Copy the data exactly as it appears, and do not include any pictures.

PROVIDED INFORMATION -
(begin)
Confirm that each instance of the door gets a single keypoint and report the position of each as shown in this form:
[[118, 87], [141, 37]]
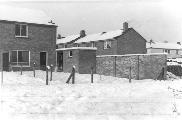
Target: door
[[43, 60], [6, 61], [60, 60]]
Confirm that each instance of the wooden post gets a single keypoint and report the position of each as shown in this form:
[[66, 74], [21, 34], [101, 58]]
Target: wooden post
[[2, 70], [130, 74], [46, 75], [92, 75], [51, 72], [114, 66], [21, 69], [34, 69], [73, 77], [2, 76], [138, 68]]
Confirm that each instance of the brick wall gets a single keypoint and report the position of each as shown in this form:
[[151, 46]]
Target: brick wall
[[87, 59], [40, 38], [144, 66]]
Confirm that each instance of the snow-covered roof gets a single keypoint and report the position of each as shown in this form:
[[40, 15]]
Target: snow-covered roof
[[131, 55], [67, 39], [110, 34], [100, 36], [163, 45], [88, 38], [10, 13], [78, 48]]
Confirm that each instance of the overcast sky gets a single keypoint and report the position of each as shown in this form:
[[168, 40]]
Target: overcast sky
[[160, 20]]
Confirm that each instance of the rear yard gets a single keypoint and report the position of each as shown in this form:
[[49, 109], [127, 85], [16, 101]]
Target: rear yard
[[108, 98]]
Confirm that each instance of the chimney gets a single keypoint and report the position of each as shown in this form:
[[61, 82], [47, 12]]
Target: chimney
[[82, 33], [125, 26], [59, 36], [179, 43]]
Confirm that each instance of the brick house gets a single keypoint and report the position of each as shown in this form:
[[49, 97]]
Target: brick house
[[26, 38], [83, 58], [173, 50], [117, 42]]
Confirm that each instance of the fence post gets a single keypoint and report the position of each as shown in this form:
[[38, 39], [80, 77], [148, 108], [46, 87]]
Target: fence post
[[51, 72], [92, 81], [130, 74], [21, 68], [138, 68], [46, 75], [114, 66], [73, 77], [2, 76], [34, 69]]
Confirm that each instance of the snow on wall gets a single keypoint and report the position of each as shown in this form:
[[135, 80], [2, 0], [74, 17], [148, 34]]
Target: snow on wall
(end)
WRITTEN ANSWER -
Confirm that each instance of the door gets a single keypoint and report the position of each as shown in this form:
[[118, 87], [141, 37]]
Target: door
[[43, 60], [6, 61], [60, 60]]
Confirm that each instance of the wooden post gets a single keypoint and report the position of each as shown in this form:
[[66, 74], [21, 34], [101, 58]]
Target: wooden post
[[2, 70], [130, 74], [46, 75], [92, 75], [51, 72], [114, 66], [21, 69], [34, 69], [73, 77], [2, 76], [138, 68]]
Confirm that each instance of the brick wall gets a single keypoint and report the position of each as shown in this form:
[[151, 46]]
Target: brick wall
[[87, 59], [40, 38], [144, 66]]
Confirm that each instance of the snow-covered roof gets a single keypoint and report the position of each as shown in this form:
[[40, 15]]
Target: snow-covered roof
[[131, 55], [67, 39], [110, 34], [100, 36], [163, 45], [88, 38], [10, 13], [78, 48]]
Confirm that each instance of the overcast sky gets a single keypoint and report the position of each as shown in this form:
[[168, 40]]
Target: overcast sky
[[160, 20]]
Confirm that each instance of the rear yard gets a single keypoint and report the position of each as shown in this form:
[[49, 109], [127, 85], [16, 101]]
Target: rear yard
[[108, 98]]
Confirm that each instance of the chimney gets a single keypoint and report the position of each as shown in this form:
[[61, 82], [47, 12]]
Target: chimney
[[82, 33], [125, 26], [59, 36], [179, 43]]
Confirm that each instance of the brick house gets a single keypoint and report the position of each as shown in this form:
[[49, 97]]
Target: brick house
[[26, 38], [83, 58], [173, 50], [117, 42]]
Confirm that each instance of the fence post gets a single keypoint and report the position of each as shown in this form:
[[38, 39], [80, 77], [148, 108], [46, 87]]
Target: fence post
[[51, 72], [92, 81], [130, 74], [21, 68], [138, 68], [46, 75], [114, 66], [73, 77], [2, 76], [34, 69]]
Confirm that each instance of the snow on wall gets a single keypoint and report the position of each as shown in this form:
[[135, 80], [2, 0], [74, 17], [148, 34]]
Target: snow on wall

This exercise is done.